Coordinate labeling data:
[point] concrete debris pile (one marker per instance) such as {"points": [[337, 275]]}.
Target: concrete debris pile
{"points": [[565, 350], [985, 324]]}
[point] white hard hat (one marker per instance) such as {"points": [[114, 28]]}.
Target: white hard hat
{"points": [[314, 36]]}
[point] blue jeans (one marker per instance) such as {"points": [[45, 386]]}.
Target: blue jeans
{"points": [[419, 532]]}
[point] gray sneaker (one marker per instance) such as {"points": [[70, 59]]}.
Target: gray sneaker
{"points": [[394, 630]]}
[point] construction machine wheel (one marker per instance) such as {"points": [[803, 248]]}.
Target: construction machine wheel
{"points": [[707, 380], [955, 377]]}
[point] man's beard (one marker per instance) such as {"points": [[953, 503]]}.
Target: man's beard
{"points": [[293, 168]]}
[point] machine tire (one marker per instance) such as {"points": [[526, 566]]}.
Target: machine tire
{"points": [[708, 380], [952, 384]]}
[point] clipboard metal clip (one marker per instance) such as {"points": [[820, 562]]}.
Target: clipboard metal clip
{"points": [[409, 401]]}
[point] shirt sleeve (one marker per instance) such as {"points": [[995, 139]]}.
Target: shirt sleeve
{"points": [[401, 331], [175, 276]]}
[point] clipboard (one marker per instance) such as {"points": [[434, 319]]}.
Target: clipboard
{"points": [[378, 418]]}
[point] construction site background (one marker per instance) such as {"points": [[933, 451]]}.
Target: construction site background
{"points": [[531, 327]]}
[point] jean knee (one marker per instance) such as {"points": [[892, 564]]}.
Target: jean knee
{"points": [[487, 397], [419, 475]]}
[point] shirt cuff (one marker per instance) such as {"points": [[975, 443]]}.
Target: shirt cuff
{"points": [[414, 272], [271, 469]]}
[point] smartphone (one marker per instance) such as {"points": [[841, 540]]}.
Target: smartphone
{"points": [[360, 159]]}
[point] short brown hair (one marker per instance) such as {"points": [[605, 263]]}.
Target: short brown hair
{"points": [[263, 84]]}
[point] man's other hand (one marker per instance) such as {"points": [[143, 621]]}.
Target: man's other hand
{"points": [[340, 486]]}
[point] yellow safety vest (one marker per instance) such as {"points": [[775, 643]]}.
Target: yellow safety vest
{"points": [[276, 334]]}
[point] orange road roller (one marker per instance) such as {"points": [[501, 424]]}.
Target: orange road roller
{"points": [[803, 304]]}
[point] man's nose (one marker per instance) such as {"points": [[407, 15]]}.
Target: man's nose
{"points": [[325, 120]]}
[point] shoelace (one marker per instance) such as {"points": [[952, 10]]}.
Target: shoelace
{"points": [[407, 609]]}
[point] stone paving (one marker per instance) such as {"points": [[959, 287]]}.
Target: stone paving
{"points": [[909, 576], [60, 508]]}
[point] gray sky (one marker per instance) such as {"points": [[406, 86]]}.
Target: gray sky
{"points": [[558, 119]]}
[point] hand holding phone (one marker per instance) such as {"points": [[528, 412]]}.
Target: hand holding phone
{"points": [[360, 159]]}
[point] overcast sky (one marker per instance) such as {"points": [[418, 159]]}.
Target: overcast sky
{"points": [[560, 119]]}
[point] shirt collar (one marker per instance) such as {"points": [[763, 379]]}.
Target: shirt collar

Stated exercise:
Write all of the records out again exactly.

Exercise solution:
[point] concrete debris pile (one marker per instance) such as {"points": [[337, 275]]}.
Target: concrete debris pile
{"points": [[565, 350], [985, 324]]}
[point] white hard hat (one marker per instance) such as {"points": [[114, 28]]}.
Target: white hard hat
{"points": [[314, 36]]}
[point] blue jeans (one marker per instance) such as {"points": [[45, 386]]}.
Target: blue jeans
{"points": [[419, 532]]}
[point] gray sneaker (one marker per instance) such as {"points": [[70, 59]]}.
Target: gray sneaker
{"points": [[394, 630]]}
[point] construction machine wheel (one marker per instance) such as {"points": [[803, 248]]}.
Target: construction machine wheel
{"points": [[707, 380], [955, 377]]}
[point] man's beard (one marker per instance) such as {"points": [[953, 503]]}.
Target: man's beard
{"points": [[293, 168]]}
[point] machine tire (one marker per instance) such as {"points": [[526, 566]]}.
Target: machine tire
{"points": [[708, 380], [952, 384]]}
[point] clipboard metal clip (one marker per instance) such as {"points": [[820, 562]]}.
Target: clipboard metal clip
{"points": [[409, 401]]}
[point] shirt sleeve (one marker per instance) such as {"points": [[995, 139]]}.
Target: shirt sleeve
{"points": [[401, 331], [175, 276]]}
[point] clipboard (one marker per instance) such as {"points": [[434, 319]]}.
Target: clipboard
{"points": [[378, 418]]}
[point] construction site background (one marker per instance) such as {"points": [[933, 451]]}.
Target: construction site background
{"points": [[531, 327]]}
[point] jean knee (one marker per instance) such as {"points": [[892, 564]]}.
Target: jean knee
{"points": [[487, 397], [419, 475]]}
[point] shirt cuff (one marker per instance) such as {"points": [[975, 443]]}.
Target: shirt cuff
{"points": [[414, 272], [271, 469]]}
[point] smartphone (one marker per instance) such as {"points": [[841, 540]]}.
Target: smartphone
{"points": [[360, 159]]}
[point] short brown hair (one marker per instance) such as {"points": [[605, 263]]}.
Target: short brown hair
{"points": [[263, 84]]}
[point] man's other hand (one marker per instance) such as {"points": [[143, 621]]}.
Target: man's other hand
{"points": [[340, 486]]}
[point] yellow safety vest (one marker per instance) such as {"points": [[775, 643]]}.
Target: yellow safety vest
{"points": [[276, 334]]}
[point] orange road roller (one marker per instance) such as {"points": [[501, 424]]}.
Target: orange road roller
{"points": [[803, 304]]}
[point] man's nose (one marker per instance) such as {"points": [[407, 15]]}.
Target: man's nose
{"points": [[325, 120]]}
[point] shoelace (one marker per instance) such as {"points": [[952, 10]]}.
Target: shoelace
{"points": [[407, 609]]}
[point] stone paving (one marker per instance) such as {"points": [[959, 287]]}.
Target: stone paving
{"points": [[909, 576], [60, 508]]}
[point] gray sky (one marker per instance) such as {"points": [[406, 86]]}.
Target: gray sky
{"points": [[558, 119]]}
[point] hand holding phone (one marker per instance) such as {"points": [[528, 412]]}.
Target: hand holding phone
{"points": [[360, 159]]}
[point] overcast sky (one marker per instance) such as {"points": [[418, 159]]}.
Target: overcast sky
{"points": [[560, 119]]}
[point] shirt collar (one marker per instance) such as {"points": [[763, 379]]}.
Target: shirt collar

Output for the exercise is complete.